Listed entries —
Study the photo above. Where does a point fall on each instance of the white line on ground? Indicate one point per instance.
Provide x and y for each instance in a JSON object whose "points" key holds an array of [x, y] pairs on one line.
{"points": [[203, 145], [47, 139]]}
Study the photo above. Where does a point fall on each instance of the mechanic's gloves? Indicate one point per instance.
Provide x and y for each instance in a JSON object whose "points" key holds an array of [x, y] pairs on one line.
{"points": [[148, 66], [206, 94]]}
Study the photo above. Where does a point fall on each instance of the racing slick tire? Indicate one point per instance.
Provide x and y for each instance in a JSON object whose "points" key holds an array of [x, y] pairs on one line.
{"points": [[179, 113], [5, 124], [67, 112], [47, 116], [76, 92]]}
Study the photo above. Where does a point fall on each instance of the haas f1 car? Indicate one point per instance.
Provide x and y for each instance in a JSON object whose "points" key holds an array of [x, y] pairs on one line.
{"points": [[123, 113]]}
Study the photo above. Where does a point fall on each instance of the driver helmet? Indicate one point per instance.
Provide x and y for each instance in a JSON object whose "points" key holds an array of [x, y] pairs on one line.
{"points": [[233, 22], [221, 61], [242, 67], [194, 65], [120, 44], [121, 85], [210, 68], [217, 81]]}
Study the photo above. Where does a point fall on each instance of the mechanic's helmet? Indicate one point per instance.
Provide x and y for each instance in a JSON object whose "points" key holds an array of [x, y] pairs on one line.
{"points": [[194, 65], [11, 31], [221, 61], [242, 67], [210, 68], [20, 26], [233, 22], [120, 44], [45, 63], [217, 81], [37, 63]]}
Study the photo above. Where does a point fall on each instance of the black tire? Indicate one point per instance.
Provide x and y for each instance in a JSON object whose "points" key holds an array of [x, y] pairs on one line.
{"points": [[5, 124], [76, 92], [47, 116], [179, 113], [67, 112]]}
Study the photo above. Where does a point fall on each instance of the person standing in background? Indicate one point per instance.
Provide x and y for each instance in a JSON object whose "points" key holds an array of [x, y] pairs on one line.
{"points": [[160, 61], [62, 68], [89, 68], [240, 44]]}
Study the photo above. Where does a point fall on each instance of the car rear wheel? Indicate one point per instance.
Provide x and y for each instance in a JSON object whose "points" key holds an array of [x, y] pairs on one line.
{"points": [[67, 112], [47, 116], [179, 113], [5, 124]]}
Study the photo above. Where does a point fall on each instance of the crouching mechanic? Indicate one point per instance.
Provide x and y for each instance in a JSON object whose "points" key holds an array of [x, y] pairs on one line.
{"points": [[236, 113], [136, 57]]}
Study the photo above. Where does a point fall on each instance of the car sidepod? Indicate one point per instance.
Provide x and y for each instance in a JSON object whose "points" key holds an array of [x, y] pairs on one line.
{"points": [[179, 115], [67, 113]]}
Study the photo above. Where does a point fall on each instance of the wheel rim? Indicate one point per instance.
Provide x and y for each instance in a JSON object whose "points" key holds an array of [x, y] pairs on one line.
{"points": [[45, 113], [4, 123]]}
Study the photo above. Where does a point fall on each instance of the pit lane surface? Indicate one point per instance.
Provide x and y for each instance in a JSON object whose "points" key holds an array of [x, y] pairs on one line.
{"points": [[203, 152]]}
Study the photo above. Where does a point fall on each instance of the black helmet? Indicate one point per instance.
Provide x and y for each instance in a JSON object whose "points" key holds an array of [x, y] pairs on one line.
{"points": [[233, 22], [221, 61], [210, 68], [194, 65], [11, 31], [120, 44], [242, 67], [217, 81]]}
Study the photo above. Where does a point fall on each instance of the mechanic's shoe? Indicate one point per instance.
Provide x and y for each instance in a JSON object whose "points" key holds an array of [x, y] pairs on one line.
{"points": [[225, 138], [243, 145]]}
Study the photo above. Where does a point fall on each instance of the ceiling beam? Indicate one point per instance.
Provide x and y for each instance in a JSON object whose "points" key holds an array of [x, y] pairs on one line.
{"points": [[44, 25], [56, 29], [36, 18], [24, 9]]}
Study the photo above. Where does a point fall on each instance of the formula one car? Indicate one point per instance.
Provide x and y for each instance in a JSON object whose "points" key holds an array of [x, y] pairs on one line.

Task goal —
Only the lines from the one containing "surface? Indicate one point per instance." to the end of the data should be printed, exactly as they stand.

Output —
Study the photo above. Where does a point fall on each instance of the pit lane surface? Indicate one point per instance.
Provide x and y for each instance in a JSON object whose "points" key holds an array of [x, y] pairs on one line.
{"points": [[203, 152]]}
Study the photo above. Where does a point fall on each instance of the black helmet? Indicate one point per instance.
Provide x and y for each instance in a JSON object whose "points" key holds an array of [x, y] pairs on one line.
{"points": [[233, 22], [221, 61], [210, 68], [194, 65], [11, 31], [120, 44], [242, 67], [217, 81]]}
Study the photo above. Where does a point fall on each instance of the mechanic's shoe? Indicate one point per instance.
Provide x and y for each instance in a JSON object whose "points" key holds an array of [x, y] pairs on one line.
{"points": [[225, 138], [243, 145]]}
Study the photo above. Where does a point fall on each instance of the ceiling beam? Indicate one point per instance.
Provide x and y for each instance in a JSON object whose "points" key holds an array of [x, y] pairs on one line.
{"points": [[44, 25], [56, 29], [36, 18], [24, 9]]}
Study the photo above. Where does a point fall on each instance of the formula one car? Indicate one point per instance.
Provide x and y for each instance in a JSON object whose "points" key holds an array of [x, y] pairs on one line.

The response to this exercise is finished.